* Problem *
Rescale the stretch of the data below from the line containing "point: silhouette of" through the end, copying out every line in it. Multiply each coordinate value in the answers by 1.85 and round it to a whole number, with halves rounded up.

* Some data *
## begin

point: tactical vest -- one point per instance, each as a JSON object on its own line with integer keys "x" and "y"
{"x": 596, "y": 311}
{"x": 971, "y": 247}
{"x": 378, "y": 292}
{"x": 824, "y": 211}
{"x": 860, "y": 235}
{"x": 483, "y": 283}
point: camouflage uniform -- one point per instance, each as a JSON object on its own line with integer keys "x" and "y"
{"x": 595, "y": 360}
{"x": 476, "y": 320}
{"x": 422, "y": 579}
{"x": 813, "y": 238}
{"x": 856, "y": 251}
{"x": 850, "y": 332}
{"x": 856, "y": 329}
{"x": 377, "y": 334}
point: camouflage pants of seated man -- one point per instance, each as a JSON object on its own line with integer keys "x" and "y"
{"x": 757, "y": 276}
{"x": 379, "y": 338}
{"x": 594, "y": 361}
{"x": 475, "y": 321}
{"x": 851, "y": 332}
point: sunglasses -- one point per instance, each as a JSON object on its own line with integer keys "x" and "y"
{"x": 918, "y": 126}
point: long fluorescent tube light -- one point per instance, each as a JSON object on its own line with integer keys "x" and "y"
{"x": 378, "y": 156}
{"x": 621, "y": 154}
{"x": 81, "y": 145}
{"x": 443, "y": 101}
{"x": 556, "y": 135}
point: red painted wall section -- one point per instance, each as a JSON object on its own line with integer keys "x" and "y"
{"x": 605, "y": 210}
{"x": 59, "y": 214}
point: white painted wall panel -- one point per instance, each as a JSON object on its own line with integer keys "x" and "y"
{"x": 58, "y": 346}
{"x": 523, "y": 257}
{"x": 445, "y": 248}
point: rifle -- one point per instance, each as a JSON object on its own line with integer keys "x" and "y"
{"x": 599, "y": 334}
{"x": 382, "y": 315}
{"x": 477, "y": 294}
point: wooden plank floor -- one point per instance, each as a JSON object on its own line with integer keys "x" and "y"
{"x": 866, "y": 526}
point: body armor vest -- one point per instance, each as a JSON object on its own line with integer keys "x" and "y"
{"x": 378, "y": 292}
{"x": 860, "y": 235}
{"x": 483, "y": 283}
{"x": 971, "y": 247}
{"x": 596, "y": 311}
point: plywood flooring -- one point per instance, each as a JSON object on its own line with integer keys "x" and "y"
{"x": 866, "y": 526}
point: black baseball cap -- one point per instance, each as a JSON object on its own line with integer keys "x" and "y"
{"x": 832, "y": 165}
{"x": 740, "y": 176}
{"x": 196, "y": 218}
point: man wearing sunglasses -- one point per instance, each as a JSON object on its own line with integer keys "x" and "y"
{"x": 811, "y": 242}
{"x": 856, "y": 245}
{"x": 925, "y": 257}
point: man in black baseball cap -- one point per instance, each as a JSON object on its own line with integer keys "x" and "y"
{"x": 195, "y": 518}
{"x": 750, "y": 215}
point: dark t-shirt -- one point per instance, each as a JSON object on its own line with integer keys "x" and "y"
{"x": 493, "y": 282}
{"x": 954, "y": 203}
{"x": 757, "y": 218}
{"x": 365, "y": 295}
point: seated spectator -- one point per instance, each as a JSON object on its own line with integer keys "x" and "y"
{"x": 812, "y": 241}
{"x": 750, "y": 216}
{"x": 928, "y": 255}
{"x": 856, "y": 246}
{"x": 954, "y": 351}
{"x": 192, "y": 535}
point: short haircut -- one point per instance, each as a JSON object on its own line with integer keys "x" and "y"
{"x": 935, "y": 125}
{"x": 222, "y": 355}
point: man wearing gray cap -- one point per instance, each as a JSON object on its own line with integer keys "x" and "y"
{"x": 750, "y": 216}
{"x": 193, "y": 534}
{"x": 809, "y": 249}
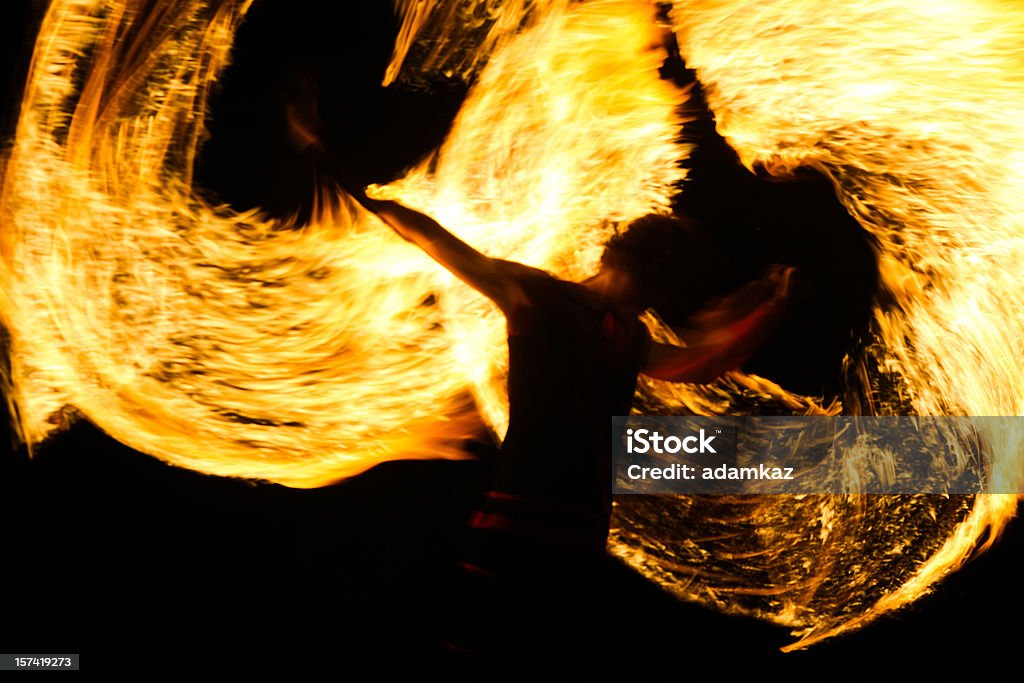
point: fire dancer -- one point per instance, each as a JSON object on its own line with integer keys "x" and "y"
{"x": 574, "y": 352}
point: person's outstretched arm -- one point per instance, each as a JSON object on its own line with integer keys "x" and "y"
{"x": 489, "y": 276}
{"x": 730, "y": 343}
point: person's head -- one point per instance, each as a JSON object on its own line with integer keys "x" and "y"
{"x": 671, "y": 264}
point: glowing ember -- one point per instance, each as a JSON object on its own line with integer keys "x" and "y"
{"x": 238, "y": 346}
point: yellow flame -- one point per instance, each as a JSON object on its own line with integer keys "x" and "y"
{"x": 238, "y": 346}
{"x": 914, "y": 110}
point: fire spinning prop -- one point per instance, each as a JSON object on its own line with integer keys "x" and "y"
{"x": 226, "y": 342}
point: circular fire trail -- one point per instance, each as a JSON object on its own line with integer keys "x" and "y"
{"x": 225, "y": 342}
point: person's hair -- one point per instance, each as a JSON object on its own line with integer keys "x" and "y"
{"x": 673, "y": 261}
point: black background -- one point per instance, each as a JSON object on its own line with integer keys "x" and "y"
{"x": 115, "y": 555}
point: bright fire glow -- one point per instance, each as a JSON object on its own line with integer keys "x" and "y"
{"x": 238, "y": 346}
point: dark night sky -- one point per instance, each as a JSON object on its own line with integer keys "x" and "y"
{"x": 113, "y": 554}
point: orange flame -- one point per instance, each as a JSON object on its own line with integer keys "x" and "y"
{"x": 230, "y": 344}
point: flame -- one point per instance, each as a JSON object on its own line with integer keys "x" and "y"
{"x": 236, "y": 345}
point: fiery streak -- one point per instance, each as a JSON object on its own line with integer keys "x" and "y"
{"x": 235, "y": 345}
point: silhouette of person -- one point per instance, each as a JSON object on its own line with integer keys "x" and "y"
{"x": 536, "y": 548}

## end

* Exercise response *
point: silhouette of person -- one point per instance, each as a JSON object on its own line with integer keys "x" and "y"
{"x": 992, "y": 1014}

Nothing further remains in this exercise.